• GIVEN PASSAGE
## Begin
Two powerful local exhibitions on view this fall bring the Black Experience face-to-face with audiences up close, seeing how 180+ years of photographic images offer a painfully slow recognition of our shared humanity. Even this month there is a celebration of the 60th anniversary of the March on Washington, together with Dr. Martin Luther King, Jr.’s “I Have A Dream” speech, alongside the iconic power of photographs taken that day.
“I Am Seen …Therefore I Am” at the Wadsworth Museum in Hartford, CT through September 24, 2023
At this exhibit we begin to recognize the power of photography as seen through the eyes of Frederick Douglass, the most photographed person in the 19th century—by design; there are over 160 known portraits of him. Douglass knew that his “own picture—the serious, dignified grace of it, always well-groomed, stoic, and finely dressed was a counter-strike to the degrading images of enslaved Black people that permeated American life, mawkish caricatures of minstrels, or photographs of stone-faced laborers depleted and in tatters. For Americans to think of Black people differently, he reasoned, they would first need to see them as such.” (https://tinyurl.com/27p9b9td)
I Am Seen … Therefore I am: Isaac Julien and Frederick Douglass exhibit features Lessons of the Hour, an “immersive, multi-screen film installation” by Sir Isaac Julien and “rare nineteenth-century daguerreotypes—on public view for the first time—saluting the studio practices of the African American photographers of Douglass’s era, as well as the many compelling sitters who sought to have their images captured and remembered.” A number of the rare daguerreotypes are from the collection of Greg French. (https://www.thewadsworth.org/explore/on-view/iamseen/)
## End
• DATA BLOCK
## Begin
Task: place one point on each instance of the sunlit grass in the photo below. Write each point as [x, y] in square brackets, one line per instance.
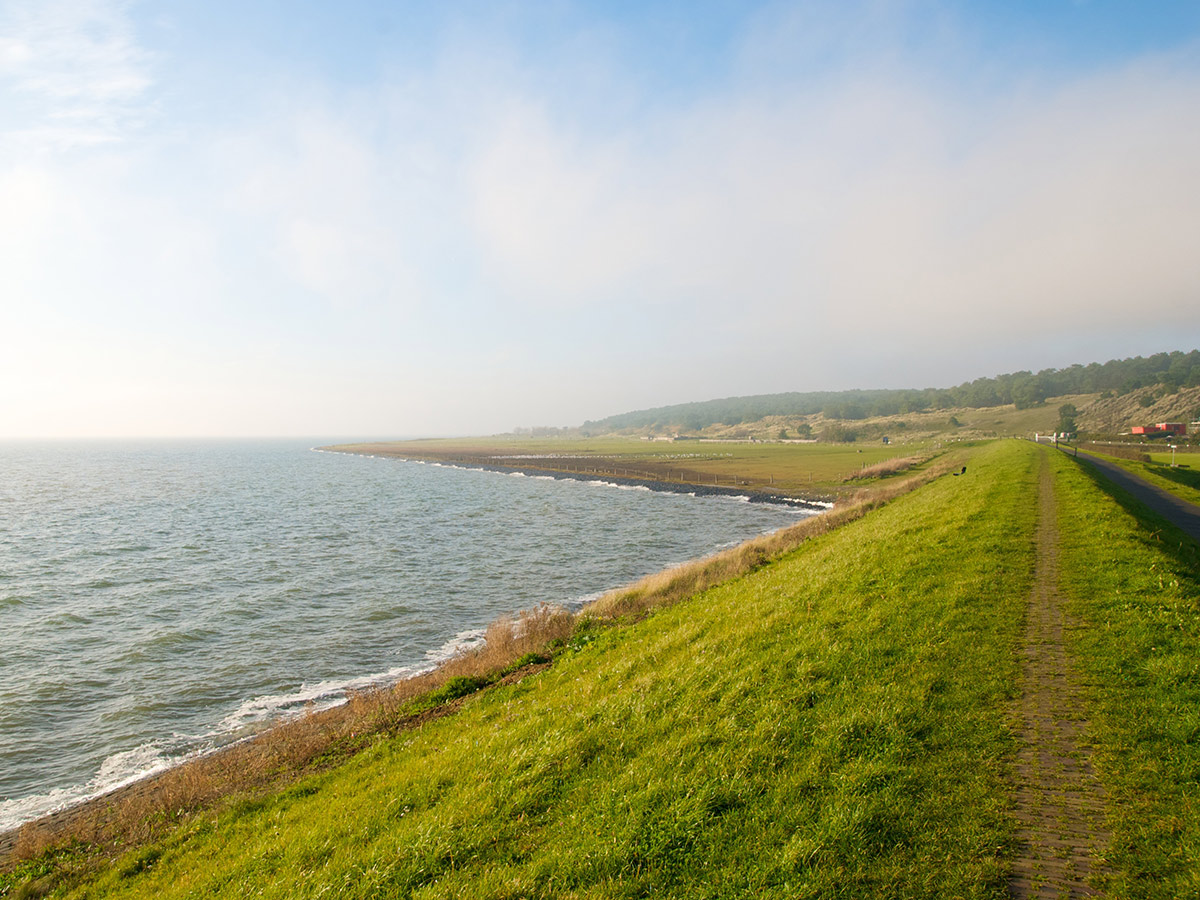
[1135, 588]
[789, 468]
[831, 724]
## End
• TO BE DONE
1: In the passage on the photography exhibitions, how many known portraits of Frederick Douglass are there?
2: Pick up the passage on the photography exhibitions after its last sentence and keep writing it.

• THE REPLIES
1: Over 160.

2:
“As We Rise: Photography from the Black Atlantic” at the Peabody-Essex Museum in Salem, MA, through December 31, 2023
Having grown up in Windsor, Ontario, just across the Detroit River and with a view of the American city, Nibtagyem was a frequent visitor to the Detroit Institute of Arts, and was greatly influenced by it. The exhibit “explore[s] Black identity through a compelling compilation of photographs from African diasporic culture.” The show “looks at the myriad experiences of Black life through the lenses of community, identity and power.” (https://www.pem.org/exhibitions/as-we-rise-photography-from-the-blackatlantic).
Over 100 works are on display by Black artists from North and South America, the Caribbean, Europe, and Africa. “Black subjects depicted by Black photographers are presented as they wish to be seen , recognizing the complex strength, beauty and vulnerability of Black life.” Essays accompanying the images “provide insight and commentary on this monumental collection. The PEM website includes this cautionary note: “This contains explicit content and may not be suitable for children.” Tickets are required for this special exhibit. As We Rise will be on display through December 31, 2023.
Are Those Even Cameras?!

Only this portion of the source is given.